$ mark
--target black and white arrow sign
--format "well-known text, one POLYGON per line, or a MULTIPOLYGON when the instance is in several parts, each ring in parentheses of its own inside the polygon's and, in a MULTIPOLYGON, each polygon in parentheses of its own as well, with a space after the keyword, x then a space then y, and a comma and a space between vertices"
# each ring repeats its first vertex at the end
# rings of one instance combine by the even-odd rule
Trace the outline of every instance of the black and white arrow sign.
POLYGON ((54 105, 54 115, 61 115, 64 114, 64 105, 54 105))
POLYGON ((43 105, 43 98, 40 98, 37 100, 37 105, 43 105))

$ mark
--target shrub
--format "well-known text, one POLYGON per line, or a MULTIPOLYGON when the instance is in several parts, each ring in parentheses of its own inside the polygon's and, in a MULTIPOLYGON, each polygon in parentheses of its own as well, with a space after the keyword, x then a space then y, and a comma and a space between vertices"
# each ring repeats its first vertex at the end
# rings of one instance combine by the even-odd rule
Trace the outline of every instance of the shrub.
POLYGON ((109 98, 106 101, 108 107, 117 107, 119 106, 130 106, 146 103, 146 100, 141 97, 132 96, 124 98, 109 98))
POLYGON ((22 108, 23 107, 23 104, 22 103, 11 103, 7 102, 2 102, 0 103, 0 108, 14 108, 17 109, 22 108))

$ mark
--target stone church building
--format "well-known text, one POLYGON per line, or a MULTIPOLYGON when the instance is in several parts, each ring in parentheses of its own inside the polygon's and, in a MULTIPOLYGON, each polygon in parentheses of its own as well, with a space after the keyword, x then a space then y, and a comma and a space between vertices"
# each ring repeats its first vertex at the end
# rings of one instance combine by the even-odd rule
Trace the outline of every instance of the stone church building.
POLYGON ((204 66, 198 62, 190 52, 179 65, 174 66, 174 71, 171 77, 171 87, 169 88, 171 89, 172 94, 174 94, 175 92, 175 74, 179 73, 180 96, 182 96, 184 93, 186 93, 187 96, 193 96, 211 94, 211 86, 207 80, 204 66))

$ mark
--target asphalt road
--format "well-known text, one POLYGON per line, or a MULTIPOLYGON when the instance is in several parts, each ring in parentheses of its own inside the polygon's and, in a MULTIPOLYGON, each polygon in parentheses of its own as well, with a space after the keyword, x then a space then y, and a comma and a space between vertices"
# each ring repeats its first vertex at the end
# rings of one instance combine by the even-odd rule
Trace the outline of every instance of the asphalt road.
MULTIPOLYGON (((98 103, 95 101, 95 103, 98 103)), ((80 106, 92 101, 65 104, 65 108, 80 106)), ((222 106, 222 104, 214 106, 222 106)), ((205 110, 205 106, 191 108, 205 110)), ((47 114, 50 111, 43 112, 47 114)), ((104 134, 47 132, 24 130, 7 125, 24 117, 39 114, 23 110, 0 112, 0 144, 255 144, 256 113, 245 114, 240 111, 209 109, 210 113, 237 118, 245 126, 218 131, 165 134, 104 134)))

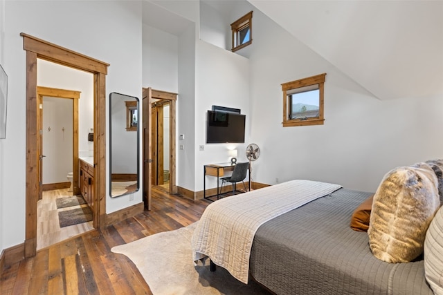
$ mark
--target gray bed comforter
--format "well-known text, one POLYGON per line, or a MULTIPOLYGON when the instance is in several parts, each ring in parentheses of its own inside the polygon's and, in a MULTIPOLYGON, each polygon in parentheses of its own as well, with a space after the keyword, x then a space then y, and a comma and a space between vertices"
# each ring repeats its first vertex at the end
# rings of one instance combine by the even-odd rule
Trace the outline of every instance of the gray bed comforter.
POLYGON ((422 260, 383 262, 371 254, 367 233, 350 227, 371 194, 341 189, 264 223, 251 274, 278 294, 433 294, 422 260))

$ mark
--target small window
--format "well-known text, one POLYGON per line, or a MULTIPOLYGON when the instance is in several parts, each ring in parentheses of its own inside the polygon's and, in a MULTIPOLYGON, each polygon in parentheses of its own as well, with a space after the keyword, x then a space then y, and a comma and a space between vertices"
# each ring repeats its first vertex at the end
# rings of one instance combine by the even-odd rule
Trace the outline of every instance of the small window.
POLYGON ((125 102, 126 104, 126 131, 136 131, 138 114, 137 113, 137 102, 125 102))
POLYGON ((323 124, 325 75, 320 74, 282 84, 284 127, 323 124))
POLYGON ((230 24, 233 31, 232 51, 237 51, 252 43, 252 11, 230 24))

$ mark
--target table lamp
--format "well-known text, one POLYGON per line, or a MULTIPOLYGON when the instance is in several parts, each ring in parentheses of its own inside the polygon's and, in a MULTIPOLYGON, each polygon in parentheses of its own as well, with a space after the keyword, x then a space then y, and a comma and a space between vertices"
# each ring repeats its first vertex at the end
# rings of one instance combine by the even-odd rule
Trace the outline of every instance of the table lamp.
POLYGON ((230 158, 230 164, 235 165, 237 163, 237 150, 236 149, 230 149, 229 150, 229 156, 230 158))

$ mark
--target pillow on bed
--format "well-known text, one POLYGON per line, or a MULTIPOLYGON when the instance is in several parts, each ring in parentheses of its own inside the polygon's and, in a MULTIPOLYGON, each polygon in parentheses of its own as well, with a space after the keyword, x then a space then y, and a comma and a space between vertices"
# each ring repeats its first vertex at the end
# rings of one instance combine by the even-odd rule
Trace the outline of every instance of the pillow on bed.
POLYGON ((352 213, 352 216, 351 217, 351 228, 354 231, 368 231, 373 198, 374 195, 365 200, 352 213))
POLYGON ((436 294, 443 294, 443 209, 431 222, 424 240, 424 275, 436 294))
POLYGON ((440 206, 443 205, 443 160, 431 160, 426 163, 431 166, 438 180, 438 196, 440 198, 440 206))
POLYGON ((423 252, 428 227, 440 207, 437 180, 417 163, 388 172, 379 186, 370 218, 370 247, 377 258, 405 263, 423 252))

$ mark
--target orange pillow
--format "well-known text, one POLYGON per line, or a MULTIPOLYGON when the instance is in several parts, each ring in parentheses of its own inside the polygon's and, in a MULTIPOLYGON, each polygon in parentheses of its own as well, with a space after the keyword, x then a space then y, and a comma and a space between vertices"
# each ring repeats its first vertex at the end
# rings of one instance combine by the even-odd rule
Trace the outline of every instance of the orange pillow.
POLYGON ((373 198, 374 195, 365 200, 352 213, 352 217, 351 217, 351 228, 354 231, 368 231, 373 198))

--

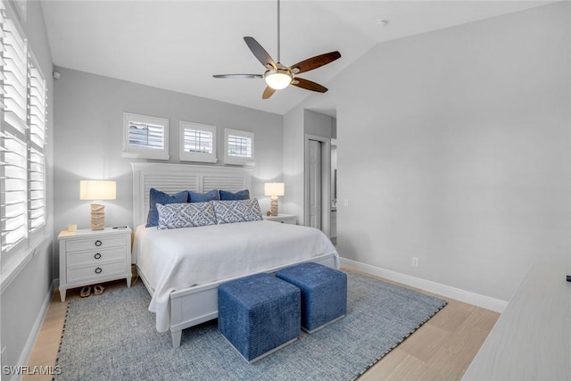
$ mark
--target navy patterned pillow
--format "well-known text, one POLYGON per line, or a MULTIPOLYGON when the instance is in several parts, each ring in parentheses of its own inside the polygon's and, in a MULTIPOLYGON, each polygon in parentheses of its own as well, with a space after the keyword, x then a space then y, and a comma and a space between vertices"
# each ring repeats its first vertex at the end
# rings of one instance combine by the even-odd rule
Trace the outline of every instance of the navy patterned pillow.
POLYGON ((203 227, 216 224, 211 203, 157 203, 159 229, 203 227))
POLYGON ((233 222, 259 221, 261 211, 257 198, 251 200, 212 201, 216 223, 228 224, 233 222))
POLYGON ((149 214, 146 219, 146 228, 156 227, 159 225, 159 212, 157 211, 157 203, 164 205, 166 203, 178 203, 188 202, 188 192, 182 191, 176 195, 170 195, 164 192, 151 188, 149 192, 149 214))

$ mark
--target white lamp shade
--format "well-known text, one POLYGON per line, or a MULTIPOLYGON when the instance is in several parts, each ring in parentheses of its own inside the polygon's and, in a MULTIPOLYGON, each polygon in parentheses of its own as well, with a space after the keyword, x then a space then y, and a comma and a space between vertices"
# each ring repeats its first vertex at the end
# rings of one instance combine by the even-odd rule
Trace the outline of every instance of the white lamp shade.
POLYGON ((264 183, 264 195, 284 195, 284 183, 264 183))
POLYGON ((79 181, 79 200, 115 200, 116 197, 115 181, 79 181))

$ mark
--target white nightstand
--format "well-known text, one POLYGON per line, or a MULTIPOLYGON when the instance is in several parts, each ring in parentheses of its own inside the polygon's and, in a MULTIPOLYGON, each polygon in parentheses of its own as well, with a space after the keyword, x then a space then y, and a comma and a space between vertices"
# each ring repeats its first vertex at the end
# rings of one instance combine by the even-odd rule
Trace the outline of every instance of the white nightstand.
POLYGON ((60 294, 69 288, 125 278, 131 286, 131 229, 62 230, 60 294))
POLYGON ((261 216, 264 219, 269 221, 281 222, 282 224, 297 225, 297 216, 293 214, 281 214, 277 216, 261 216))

--

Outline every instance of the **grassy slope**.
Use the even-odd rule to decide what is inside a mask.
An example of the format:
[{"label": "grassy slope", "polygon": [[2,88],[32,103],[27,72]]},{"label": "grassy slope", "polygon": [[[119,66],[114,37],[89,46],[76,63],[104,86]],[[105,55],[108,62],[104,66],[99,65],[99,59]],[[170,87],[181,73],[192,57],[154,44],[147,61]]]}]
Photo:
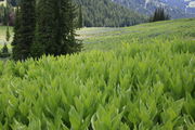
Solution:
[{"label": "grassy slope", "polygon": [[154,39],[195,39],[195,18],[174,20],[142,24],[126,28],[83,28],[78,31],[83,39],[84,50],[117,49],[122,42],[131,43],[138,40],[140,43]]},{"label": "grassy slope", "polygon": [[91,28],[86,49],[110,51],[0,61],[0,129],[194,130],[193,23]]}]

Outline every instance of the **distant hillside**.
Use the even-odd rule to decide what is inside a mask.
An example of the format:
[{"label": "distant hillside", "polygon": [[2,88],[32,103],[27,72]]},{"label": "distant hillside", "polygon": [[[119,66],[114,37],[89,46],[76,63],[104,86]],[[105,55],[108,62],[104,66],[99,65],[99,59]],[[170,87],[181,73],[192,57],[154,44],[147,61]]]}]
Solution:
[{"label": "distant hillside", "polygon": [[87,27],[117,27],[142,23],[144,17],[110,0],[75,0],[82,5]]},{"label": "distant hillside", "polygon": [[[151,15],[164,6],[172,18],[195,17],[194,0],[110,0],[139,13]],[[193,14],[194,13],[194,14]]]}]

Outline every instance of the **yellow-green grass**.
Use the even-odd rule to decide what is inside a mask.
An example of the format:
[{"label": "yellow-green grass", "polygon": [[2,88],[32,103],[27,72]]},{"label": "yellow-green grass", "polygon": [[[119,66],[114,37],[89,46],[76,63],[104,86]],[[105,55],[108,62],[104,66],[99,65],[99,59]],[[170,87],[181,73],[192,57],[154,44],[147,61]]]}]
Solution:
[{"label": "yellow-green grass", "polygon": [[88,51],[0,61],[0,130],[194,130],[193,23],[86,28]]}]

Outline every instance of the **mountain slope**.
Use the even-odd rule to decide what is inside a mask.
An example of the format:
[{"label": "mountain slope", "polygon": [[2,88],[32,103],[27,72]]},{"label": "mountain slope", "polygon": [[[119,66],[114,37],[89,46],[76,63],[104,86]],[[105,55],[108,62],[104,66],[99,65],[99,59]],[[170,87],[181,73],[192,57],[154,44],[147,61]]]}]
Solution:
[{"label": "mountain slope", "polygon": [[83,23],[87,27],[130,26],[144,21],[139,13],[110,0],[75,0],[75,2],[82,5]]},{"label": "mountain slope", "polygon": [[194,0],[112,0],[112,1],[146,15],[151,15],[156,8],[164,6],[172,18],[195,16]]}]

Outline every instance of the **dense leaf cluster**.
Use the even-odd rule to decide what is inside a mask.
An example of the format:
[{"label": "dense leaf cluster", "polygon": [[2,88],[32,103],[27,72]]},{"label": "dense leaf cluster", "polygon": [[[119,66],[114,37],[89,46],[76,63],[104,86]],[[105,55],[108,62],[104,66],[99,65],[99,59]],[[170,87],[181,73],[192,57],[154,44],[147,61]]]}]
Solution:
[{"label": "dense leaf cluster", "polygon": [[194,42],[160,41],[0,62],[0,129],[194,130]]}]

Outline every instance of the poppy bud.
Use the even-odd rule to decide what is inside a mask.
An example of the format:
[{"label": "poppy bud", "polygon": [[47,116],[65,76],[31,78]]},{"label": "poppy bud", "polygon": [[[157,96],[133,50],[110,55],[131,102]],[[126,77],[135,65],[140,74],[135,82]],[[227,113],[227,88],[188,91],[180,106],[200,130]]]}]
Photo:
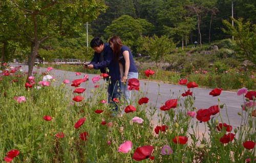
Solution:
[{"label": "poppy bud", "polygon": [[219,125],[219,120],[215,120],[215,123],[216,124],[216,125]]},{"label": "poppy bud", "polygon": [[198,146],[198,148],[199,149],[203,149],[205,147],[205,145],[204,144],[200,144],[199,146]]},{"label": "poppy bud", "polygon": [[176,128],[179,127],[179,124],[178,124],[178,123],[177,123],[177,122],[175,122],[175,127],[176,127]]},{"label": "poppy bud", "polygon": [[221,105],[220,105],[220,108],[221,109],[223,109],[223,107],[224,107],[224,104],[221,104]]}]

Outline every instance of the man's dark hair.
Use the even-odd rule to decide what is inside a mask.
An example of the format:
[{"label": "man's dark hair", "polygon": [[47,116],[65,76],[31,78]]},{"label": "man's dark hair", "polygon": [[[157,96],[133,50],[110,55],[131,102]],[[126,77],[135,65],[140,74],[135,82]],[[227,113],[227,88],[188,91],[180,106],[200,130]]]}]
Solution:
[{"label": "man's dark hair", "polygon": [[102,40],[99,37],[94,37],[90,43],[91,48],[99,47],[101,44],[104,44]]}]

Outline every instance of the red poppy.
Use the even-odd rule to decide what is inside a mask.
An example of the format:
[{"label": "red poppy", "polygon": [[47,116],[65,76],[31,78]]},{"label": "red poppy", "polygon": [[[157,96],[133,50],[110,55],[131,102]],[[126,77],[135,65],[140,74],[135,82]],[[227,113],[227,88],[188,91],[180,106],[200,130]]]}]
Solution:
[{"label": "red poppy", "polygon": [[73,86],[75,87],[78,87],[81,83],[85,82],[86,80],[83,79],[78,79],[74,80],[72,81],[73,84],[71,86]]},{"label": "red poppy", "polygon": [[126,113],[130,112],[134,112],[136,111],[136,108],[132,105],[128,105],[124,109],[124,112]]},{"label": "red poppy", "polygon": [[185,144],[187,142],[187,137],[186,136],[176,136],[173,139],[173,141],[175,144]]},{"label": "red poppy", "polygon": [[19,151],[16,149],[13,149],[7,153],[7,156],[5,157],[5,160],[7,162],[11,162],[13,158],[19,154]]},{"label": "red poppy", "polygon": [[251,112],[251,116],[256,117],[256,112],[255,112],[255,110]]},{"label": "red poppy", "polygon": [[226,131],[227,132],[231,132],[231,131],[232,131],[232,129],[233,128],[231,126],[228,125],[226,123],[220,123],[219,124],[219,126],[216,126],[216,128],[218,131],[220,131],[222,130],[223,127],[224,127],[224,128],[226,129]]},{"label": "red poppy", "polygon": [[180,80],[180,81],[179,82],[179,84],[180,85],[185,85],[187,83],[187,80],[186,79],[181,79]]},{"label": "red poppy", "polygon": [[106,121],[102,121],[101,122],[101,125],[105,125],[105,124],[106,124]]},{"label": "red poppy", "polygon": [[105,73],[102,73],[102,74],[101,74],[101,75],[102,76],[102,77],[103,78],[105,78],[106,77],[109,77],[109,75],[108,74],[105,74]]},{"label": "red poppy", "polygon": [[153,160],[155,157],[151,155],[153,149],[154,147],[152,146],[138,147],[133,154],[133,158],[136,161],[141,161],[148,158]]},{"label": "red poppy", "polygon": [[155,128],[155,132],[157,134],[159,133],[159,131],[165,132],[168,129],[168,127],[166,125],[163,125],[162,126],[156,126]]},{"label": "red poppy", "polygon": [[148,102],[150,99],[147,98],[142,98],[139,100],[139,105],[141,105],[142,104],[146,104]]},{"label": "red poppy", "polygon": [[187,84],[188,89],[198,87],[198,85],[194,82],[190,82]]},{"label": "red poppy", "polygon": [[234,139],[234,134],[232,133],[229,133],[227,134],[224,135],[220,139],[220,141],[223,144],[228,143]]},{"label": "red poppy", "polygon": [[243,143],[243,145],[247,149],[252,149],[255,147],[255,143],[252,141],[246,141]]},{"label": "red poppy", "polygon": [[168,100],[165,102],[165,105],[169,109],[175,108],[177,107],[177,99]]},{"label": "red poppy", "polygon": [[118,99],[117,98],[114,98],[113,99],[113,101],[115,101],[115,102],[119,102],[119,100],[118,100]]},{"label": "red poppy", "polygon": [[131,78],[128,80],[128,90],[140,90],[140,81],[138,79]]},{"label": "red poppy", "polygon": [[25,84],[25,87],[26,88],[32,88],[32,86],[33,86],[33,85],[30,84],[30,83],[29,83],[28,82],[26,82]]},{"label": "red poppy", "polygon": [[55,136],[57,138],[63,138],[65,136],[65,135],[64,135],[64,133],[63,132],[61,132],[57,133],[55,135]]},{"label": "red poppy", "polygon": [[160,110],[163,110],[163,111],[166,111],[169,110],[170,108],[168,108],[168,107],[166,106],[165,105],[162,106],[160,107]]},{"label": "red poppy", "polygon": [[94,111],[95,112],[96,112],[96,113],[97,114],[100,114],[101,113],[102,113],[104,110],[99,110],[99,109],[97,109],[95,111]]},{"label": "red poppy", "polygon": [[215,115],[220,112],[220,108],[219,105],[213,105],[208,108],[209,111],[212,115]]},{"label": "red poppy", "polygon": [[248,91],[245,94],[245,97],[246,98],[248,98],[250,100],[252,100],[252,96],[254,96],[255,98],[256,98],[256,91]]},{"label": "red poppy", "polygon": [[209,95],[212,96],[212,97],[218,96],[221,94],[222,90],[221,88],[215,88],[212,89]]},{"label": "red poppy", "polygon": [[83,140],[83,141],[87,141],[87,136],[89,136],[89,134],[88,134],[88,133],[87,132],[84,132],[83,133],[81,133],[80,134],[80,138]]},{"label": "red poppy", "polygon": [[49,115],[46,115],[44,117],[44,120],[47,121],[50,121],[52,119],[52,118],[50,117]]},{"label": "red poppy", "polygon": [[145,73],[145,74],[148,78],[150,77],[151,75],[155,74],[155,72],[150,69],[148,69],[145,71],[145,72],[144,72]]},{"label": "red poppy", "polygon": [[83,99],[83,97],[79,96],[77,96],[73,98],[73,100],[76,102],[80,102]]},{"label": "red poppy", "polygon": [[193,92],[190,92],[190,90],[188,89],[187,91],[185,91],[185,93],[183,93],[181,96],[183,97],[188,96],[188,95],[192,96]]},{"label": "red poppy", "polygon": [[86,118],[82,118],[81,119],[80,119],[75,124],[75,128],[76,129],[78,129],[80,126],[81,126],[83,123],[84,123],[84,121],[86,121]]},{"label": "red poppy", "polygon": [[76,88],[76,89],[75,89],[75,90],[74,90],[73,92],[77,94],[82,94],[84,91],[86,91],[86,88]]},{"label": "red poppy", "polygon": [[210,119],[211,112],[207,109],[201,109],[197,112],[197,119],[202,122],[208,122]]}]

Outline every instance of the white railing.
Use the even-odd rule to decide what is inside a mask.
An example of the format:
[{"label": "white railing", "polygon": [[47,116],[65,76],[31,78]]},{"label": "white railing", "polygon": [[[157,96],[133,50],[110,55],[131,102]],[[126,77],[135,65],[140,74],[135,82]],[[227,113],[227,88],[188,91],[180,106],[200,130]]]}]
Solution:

▸ WRITTEN PROBLEM: How many lines of the listing above contain the word "hair"? Case counts. Reply with the number alone.

▸ EXERCISE RESULT: 3